▸ **Problem statement**: Each record is to be duplicated exactly, with nothing added.

========

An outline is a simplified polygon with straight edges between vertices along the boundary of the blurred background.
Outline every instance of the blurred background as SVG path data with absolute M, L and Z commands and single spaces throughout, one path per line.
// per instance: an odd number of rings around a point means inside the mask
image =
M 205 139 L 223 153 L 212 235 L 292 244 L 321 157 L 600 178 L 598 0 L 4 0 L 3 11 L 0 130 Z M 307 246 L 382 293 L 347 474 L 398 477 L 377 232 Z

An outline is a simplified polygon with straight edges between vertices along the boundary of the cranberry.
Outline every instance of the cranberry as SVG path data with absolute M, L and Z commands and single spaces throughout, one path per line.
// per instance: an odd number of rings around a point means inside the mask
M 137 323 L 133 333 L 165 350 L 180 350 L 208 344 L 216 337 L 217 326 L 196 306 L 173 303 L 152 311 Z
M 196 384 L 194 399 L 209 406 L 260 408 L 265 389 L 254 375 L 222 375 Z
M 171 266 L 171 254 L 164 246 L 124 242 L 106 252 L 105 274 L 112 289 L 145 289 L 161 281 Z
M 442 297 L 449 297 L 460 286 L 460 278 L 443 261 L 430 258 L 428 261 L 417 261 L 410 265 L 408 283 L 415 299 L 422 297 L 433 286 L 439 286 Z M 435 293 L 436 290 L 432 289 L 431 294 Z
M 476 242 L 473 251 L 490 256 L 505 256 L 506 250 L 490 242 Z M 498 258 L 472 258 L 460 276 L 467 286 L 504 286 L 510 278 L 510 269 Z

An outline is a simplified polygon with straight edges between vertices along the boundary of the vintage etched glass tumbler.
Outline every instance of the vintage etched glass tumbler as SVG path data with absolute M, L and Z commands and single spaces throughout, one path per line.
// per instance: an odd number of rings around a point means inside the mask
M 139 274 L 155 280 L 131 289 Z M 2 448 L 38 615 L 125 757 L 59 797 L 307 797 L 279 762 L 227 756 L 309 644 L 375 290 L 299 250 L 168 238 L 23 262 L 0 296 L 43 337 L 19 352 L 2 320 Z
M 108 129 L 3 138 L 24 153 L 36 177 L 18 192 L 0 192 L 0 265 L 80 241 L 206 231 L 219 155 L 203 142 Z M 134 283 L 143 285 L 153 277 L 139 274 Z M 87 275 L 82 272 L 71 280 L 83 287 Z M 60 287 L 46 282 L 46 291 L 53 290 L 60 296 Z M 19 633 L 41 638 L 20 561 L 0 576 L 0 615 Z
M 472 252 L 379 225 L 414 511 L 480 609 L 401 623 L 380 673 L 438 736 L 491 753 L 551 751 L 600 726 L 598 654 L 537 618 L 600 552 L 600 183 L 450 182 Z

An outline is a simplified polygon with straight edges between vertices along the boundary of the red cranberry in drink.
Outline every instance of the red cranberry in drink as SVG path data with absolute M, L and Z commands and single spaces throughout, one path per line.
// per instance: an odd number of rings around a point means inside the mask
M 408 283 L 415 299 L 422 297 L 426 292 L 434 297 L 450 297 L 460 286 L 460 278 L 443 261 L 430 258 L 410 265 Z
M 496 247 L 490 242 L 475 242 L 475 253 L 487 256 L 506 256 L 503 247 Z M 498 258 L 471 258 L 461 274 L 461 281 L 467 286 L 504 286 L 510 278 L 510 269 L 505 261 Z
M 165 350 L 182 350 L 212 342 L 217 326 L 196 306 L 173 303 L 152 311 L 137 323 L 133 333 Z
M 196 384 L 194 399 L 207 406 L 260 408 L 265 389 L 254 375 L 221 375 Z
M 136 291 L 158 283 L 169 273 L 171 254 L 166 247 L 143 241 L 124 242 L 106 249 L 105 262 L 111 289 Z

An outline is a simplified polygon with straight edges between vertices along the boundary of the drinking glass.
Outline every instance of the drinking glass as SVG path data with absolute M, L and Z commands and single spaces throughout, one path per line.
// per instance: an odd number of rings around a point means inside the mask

========

▸ **Written response**:
An outline is a simplified polygon with straight edges between vertices along the boundary of the blurred background.
Outline every instance of the blurred background as SVG path data with absolute M, L and Z commands and single spaces throughout, one path per line.
// per instance: an odd number of rings around a point means inside the mask
image =
M 205 139 L 223 153 L 212 235 L 292 244 L 321 157 L 600 178 L 598 0 L 4 0 L 3 11 L 0 130 Z M 307 246 L 382 293 L 347 474 L 398 477 L 377 232 Z

An outline is a simplified polygon with straight edges between vertices along the boundary of the cranberry.
Outline every instance of the cranberry as SVG path data with absolute M, L and Z commands and single spaces throughout, one path per line.
// per instance: an odd number of rings around a point means inside the mask
M 137 323 L 133 333 L 165 350 L 180 350 L 208 344 L 216 337 L 217 326 L 196 306 L 173 303 L 152 311 Z
M 196 384 L 194 399 L 209 406 L 260 408 L 265 389 L 254 375 L 222 375 Z
M 171 266 L 171 254 L 164 246 L 124 242 L 106 252 L 105 274 L 112 289 L 145 289 L 161 281 Z
M 442 297 L 449 297 L 460 286 L 460 278 L 443 261 L 430 258 L 428 261 L 417 261 L 410 265 L 408 283 L 415 299 L 422 297 L 433 286 L 439 286 Z M 435 293 L 436 290 L 432 289 L 431 294 Z
M 476 242 L 473 251 L 490 256 L 505 256 L 506 250 L 490 242 Z M 498 258 L 472 258 L 460 276 L 467 286 L 504 286 L 510 278 L 510 269 Z

An outline is a simplified polygon with straight edges between vertices along the boundary of the vintage etched glass tumbler.
Outline every instance of the vintage etched glass tumbler as SVG path data with absolute M, L and Z commands and single spaces throughout, one path per line.
// per instance: an odd number of rings around a point means inside the mask
M 139 274 L 155 280 L 131 289 Z M 2 448 L 38 615 L 125 757 L 59 797 L 307 797 L 279 762 L 227 756 L 309 644 L 375 290 L 299 250 L 168 238 L 23 262 L 0 296 L 43 337 L 19 352 L 2 320 Z
M 108 129 L 3 138 L 24 153 L 36 177 L 18 192 L 0 192 L 0 265 L 80 241 L 206 231 L 219 155 L 203 142 Z M 134 283 L 143 285 L 153 277 L 139 274 Z M 87 275 L 82 272 L 71 280 L 83 287 Z M 60 287 L 46 282 L 46 291 L 53 290 L 60 296 Z M 19 633 L 41 638 L 20 561 L 0 576 L 0 615 Z
M 472 252 L 379 225 L 414 511 L 480 609 L 401 623 L 380 673 L 438 736 L 491 753 L 551 751 L 600 726 L 598 654 L 537 618 L 600 552 L 600 183 L 450 182 Z

An outline is a simplified polygon with straight edges between vertices along the boundary of the red cranberry in drink.
Outline every instance of the red cranberry in drink as SVG path data with absolute M, L and Z commands and single spaces throughout, one path per line.
// per instance: an odd number of rings around a point means inside the mask
M 408 283 L 415 299 L 422 297 L 426 292 L 434 297 L 450 297 L 460 286 L 460 278 L 443 261 L 430 258 L 410 265 Z
M 496 247 L 490 242 L 475 242 L 475 253 L 487 256 L 506 256 L 503 247 Z M 498 258 L 471 258 L 461 274 L 461 281 L 467 286 L 504 286 L 510 278 L 510 269 L 505 261 Z
M 165 350 L 182 350 L 212 342 L 217 326 L 196 306 L 173 303 L 152 311 L 137 323 L 133 333 Z
M 196 384 L 194 399 L 207 406 L 260 408 L 265 389 L 254 375 L 221 375 Z
M 136 291 L 158 283 L 169 273 L 171 254 L 166 247 L 143 241 L 124 242 L 106 249 L 105 262 L 111 289 Z

An outline is a simplified polygon with straight edges between vertices along the boundary of the drinking glass.
Outline every instance of the drinking glass as SVG path data with absolute M, L and Z commands and single spaces throughout, one path per line.
// per instance: an odd number of rings around a point means inside the mask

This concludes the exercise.